━━ 阅读材料 ━━

连接Oracle与Hadoop(2) 使用OLH加载Hive表到Oracle

OLHOracle Loader for Hadoop的缩写Oracle的大数据连接器(BDC)的一个组件,可将多种数据格式从HDFS上加载到Oracle数据库库中。

连接Oracle与Hadoop(2) 使用OLH加载Hive表到Oracle_第1张图片

本文在同一台服务器上模拟oracle数据库与hadoop集群,实验目标:使用OLH从Hadoop端的Hive表加载数据到Oracle表中。

 

Oracle端:

服务器

系统用户

安装软件

软件安装路径

Server1

oracle

Oracle Database 12.1.0.2

/u01/app/oracle/product/12.1.0/dbhome_1

 

Hadoop集群端:

服务器

系统用户

安装软件

软件安装路径

Server1

hadoop

Hadoop 2.6.2

/home/hadoop/hadoop-2.6.2

Hive 1.1.1

/home/hadoop/hive-1.1.1

Hbase 1.1.2

/home/hadoop/hbase-1.1.2

jdk1.8.0_65

/home/hadoop/jdk1.8.0_65

OLH 3.5.0

/home/hadoop/oraloader-3.5.0-h2

 

  • 部署Hadoop/Hive/Hbase/OLH软件

将Hadoop/Hive/Hbase/OLH软件解压到相应目录

  1. [hadoop@server1 ~]$ tree -L 1
  2. ├── hadoop-2.6.2
  3. ├── hbase-1.1.2
  4. ├── hive-1.1.1
  5. ├── jdk1.8.0_65
  6. ├── oraloader-3.5.0-h2

 

  • 配置Hadoop/Hive/Hbase/OLH环境变量
  1. export JAVA_HOME=/home/hadoop/jdk1.8.0_65
  2.  
  3. export HADOOP_USER_NAME=hadoop
  4. export HADOOP_YARN_USER=hadoop
  5. export HADOOP_HOME=/home/hadoop/hadoop-2.6.2
  6. export HADOOP_CONF_DIR=${HADOOP_HOME}/etc/hadoop
  7. export HADOOP_LOG_DIR=${HADOOP_HOME}/logs
  8. export HADOOP_LIBEXEC_DIR=${HADOOP_HOME}/libexec
  9. export HADOOP_COMMON_HOME=${HADOOP_HOME}
  10. export HADOOP_HDFS_HOME=${HADOOP_HOME}
  11. export HADOOP_MAPRED_HOME=${HADOOP_HOME}
  12. export HADOOP_YARN_HOME=${HADOOP_HOME}
  13. export HDFS_CONF_DIR=${HADOOP_HOME}/etc/hadoop
  14. export YARN_CONF_DIR=${HADOOP_HOME}/etc/hadoop
  15.

━━━
━━ 存储数据 ━━

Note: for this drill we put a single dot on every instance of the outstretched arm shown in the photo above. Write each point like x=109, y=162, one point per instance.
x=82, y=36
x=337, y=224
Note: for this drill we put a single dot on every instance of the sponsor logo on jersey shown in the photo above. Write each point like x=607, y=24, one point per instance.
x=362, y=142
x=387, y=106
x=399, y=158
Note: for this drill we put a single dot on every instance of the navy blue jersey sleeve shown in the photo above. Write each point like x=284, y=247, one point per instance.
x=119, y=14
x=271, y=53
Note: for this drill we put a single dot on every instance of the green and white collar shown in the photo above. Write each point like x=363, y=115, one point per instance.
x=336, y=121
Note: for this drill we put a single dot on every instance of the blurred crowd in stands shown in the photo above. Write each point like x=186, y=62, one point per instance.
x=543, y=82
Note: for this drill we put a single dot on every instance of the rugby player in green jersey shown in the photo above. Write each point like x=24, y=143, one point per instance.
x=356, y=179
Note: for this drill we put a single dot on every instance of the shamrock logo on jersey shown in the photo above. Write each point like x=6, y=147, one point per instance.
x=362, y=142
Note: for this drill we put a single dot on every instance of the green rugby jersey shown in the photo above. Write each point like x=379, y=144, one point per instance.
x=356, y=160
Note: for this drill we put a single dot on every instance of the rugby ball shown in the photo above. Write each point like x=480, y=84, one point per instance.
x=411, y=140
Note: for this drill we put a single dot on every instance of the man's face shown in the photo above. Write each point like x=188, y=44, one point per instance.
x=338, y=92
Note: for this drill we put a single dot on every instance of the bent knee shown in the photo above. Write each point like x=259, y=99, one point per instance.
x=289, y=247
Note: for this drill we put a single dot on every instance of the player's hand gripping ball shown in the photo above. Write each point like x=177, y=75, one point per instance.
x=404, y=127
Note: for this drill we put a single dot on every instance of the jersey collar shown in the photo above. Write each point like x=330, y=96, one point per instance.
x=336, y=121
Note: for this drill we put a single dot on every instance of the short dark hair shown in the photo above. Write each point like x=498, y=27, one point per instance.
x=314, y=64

━━━

完成下列任务.
(A) 请从阅读材料中原样引用一段文字,从“OLHOracle Loader for”开始,到“加载数据到Oracle表中。”结束,首尾两处均包含在内。
(B) 根据阅读材料回答:
(i) Oracle端安装的是哪个版本的数据库软件?
(ii) Hive 1.1.1的安装路径是什么?
(iii) 环境变量JAVA_HOME被设为什么值?
这些数据与此处内容无关。

参考答案.
(A)
OLHOracle Loader for Hadoop的缩写Oracle的大数据连接器(BDC)的一个组件,可将多种数据格式从HDFS上加载到Oracle数据库库中。

连接Oracle与Hadoop(2) 使用OLH加载Hive表到Oracle_第1张图片

本文在同一台服务器上模拟oracle数据库与hadoop集群,实验目标:使用OLH从Hadoop端的Hive表加载数据到Oracle表中。

(B)
(i) Oracle Database 12.1.0.2
(ii) /home/hadoop/hive-1.1.1
(iii) /home/hadoop/jdk1.8.0_65